Objectif de la tâche: Relevez, s'il vous plaît, toutes les personnes dont l'article ci-dessous sur le sexe et l'argent cite les propos entre guillemets.

+++ Extrait présenté +++

Le sexe et l’argent

Le 21/04/2009

Ces deux-là réunis forment un couple épatant, un vivier d’intrigues sulfureuses ourdies dans nombreux films ou romans. Mais dans la vie réelle, le sexe et l’argent, mais plus encore leur corrélation, demeurent tabou. Sans doute en raison de la persistance de diktats moraux très forts. Que l’un soit un moyen et l’autre une fin – que l’on paye pour avoir du sexe ou que l’on s’offre pour avoir de l’argent -, sexe et argent sont pourtant interdépendants. Jusque dans l’institution maritale, qui invite à « consommer l’union ». Jusqu’à peu, ces transactions étaient très genrées : l’homme était le pourvoyeur, la femme le récipiendaire. Mais l’accès des femmes à leur autonomie financière, qui ne date que de 1965, change la donne. Alors, nouvelles actrices de notre vie financière, et donc de notre vie intime ?

Les raisons d’une union

« L’amour et l’argent sont comme ces personnes qui feignent de ne pas se connaître et qui se trouvent sans cesse dans des rendez-vous secrets » Abel Bonnard, L’Argent. Pour le Dr Waynberg (1), il faut chercher dans l’histoire de l’humanité la clef de la chaîne. « Depuis la Préhistoire, la sexualité entre dans un système de troc. Elle a valeur d’argent avant son invention, qui vient avec celle des chiffres. » Plus précisément, c’est la femme et à travers elle la survie de l’espèce, que l’on a achetée pendant des milliers d’années. « Le sexe, c’est de l’échange, poursuit-il. On paye tout le temps, on a toujours payé. » Pour Marie-Noëlle Maston-Lerat (Psychogénéalogie, relation à l’argent et réussite, Editions Quintessence), « le lien entre sexe et argent (…) remonte à la toute petite enfance, lorsque le nourrisson a tout autant besoin d’être comblé de nourriture que d’être comblé affectivement". Ainsi, le premier point commun entre ces deux nerfs de la relation à l’autre est la jouissance, ou la frustration, son envers. De là, peut-on déduire que l’on dépense son argent comme on vit sa sexualité ? « Oui, dans la majorité des cas, répond le Dr Odile Guillard, psychiatre et sexologue. Il est rare de voir un radin devenir très généreux au lit… » D’autant que les grands avares de la littérature (Harpagon en tête) se doublent souvent d’incurables impuissants ! La dépense forcenée quant à elle est plus l’apanage des femmes ; Zola, qui a très souvent décrit ces claqueuses aux mains percées, les soupçonnait d’être frigides (elles l’étaient sûrement, mais l’église et l’éducation y étaient pour beaucoup) et de combler par l’achat l’absence de jouissance sexuelle.

+++ Informations fournies +++

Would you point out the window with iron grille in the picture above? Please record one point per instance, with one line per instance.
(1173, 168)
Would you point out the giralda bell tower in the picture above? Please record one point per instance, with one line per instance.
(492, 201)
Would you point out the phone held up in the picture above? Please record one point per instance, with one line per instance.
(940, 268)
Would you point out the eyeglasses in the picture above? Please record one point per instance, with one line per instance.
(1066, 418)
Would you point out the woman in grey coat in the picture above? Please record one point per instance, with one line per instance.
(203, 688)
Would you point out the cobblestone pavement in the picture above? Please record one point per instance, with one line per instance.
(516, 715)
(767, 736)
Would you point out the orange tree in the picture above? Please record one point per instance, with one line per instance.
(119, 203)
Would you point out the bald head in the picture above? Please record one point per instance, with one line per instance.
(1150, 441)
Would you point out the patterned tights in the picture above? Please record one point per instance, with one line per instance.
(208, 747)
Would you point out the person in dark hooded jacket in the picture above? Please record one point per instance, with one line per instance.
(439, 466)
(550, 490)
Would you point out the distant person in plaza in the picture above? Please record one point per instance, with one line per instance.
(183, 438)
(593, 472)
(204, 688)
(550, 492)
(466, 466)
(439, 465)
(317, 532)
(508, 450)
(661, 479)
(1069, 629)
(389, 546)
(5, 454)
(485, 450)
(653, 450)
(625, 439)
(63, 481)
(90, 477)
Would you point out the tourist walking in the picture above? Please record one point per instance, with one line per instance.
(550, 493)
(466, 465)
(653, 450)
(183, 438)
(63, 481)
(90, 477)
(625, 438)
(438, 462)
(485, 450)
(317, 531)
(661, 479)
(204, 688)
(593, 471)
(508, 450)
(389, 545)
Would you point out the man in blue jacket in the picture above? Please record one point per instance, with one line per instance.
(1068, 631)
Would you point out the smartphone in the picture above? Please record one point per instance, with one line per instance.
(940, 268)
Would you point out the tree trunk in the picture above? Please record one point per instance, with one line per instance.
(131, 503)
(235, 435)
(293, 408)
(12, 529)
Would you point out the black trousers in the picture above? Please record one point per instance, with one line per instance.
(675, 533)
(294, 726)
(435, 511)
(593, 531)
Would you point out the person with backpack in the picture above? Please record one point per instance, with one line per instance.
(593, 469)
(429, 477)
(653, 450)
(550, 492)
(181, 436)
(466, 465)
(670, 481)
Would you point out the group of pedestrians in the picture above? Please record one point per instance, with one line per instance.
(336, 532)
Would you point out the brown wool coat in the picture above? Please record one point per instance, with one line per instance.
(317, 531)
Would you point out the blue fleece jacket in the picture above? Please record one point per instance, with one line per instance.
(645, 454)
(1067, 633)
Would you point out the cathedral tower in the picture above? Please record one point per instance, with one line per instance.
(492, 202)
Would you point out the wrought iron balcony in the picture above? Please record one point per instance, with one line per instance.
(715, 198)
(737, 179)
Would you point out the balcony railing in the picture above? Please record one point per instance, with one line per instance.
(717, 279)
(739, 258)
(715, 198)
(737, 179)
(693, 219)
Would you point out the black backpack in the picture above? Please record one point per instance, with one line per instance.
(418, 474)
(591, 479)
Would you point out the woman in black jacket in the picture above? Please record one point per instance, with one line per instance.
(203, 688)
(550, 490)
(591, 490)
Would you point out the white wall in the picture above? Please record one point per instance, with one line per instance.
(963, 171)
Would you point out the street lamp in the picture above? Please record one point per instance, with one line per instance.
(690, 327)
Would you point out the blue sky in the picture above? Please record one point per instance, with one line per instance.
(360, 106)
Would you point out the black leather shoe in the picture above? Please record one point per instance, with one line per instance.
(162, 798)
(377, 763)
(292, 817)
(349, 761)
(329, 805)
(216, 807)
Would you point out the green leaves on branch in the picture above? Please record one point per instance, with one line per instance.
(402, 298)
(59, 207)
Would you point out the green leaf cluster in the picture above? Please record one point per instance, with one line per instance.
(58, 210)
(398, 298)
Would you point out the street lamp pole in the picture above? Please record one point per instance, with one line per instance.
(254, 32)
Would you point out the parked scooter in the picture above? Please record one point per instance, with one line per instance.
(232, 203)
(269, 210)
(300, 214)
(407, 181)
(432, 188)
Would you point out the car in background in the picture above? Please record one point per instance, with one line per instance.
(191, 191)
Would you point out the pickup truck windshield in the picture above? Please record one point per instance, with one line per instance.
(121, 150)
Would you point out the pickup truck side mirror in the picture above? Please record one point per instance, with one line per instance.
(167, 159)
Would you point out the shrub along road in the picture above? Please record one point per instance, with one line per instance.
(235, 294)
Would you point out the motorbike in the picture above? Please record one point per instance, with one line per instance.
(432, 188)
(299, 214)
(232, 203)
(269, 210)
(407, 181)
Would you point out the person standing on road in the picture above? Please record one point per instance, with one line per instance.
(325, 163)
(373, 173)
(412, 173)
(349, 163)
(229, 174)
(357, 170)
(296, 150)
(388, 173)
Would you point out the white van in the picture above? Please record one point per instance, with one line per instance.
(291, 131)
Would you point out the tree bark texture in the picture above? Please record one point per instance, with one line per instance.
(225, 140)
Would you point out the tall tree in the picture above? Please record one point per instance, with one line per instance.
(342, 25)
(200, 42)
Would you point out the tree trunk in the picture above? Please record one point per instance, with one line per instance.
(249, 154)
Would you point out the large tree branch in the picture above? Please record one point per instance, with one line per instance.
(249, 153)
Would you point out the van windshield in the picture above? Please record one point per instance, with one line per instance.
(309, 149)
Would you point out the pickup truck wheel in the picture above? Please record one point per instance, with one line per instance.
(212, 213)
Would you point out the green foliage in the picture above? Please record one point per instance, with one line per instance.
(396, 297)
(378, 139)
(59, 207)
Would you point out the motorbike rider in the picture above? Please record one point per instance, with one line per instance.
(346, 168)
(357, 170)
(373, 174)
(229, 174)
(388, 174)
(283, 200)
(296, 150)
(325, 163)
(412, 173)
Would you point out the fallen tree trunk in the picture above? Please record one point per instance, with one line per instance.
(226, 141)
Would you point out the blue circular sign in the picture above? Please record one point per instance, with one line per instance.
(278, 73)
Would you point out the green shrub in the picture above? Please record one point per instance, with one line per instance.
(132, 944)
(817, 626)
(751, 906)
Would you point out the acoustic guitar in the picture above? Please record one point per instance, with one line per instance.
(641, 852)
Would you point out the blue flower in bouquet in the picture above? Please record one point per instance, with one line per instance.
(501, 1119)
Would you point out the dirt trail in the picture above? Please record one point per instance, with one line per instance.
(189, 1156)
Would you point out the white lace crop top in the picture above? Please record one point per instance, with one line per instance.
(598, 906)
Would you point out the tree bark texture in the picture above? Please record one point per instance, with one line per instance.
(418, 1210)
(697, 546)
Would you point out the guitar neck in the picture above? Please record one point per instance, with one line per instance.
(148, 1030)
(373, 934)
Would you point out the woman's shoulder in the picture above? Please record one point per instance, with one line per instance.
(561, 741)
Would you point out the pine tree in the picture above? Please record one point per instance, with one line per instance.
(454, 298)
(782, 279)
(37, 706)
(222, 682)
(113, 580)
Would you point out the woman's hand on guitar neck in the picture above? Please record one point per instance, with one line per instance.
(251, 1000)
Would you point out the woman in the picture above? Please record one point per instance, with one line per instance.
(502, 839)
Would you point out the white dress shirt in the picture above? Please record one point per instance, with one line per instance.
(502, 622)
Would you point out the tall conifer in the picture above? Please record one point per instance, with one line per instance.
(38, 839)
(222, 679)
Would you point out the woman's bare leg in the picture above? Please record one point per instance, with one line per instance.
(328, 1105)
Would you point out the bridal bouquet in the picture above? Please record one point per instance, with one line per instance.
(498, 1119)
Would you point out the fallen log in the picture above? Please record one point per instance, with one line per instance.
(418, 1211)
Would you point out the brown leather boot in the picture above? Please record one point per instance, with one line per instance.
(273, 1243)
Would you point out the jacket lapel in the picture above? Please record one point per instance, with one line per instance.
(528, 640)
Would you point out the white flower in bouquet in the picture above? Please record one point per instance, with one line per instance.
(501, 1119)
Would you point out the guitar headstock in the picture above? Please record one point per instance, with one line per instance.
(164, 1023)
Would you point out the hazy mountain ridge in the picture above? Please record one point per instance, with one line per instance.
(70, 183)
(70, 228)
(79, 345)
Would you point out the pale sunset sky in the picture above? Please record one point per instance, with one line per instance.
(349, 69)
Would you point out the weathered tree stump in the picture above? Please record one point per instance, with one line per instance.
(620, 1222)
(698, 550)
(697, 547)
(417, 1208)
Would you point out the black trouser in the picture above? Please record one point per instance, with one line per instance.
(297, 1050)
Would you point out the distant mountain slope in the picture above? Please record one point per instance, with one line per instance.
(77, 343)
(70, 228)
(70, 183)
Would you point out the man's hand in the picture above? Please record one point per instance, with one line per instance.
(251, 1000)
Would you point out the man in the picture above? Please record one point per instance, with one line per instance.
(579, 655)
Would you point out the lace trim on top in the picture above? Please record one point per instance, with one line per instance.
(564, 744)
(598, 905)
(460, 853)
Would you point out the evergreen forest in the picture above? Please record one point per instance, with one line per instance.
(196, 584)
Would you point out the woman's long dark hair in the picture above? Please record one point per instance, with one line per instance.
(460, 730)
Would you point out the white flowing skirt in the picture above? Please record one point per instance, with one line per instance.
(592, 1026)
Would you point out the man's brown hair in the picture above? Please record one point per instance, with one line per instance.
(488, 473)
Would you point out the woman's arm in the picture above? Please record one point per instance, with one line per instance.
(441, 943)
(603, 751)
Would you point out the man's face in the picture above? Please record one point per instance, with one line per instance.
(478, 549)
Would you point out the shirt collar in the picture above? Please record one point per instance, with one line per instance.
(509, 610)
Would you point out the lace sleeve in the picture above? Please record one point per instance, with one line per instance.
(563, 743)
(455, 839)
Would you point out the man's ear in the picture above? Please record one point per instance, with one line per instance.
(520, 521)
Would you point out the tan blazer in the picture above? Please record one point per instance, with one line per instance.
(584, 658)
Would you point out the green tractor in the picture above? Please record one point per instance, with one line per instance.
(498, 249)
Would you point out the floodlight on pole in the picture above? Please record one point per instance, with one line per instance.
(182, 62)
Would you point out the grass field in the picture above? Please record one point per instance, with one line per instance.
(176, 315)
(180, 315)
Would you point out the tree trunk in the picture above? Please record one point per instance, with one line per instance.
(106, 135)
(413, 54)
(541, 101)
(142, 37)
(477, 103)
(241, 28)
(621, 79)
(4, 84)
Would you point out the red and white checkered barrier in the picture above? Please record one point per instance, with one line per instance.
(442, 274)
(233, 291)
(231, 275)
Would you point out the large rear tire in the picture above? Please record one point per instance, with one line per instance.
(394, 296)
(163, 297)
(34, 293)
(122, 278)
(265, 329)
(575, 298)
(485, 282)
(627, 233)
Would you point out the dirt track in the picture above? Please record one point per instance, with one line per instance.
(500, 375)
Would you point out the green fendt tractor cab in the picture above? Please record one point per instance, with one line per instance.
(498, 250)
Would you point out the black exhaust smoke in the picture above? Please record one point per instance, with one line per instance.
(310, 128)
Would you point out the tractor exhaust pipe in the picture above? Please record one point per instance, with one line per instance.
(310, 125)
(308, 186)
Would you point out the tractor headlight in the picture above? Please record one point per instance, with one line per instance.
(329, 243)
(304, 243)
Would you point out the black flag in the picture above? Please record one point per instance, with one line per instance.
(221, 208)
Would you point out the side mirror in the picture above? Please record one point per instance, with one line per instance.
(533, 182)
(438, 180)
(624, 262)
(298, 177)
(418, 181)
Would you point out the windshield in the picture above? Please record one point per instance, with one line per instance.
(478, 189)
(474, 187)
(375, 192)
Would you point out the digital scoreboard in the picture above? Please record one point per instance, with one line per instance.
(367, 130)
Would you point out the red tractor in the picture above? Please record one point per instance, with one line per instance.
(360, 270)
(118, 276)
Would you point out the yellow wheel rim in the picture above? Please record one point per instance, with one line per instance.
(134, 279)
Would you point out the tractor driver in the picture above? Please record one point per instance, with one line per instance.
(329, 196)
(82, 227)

+++

Résultat obtenu:
- Abel Bonnard
- le Dr Waynberg
- Marie-Noëlle Maston-Lerat
- le Dr Odile Guillard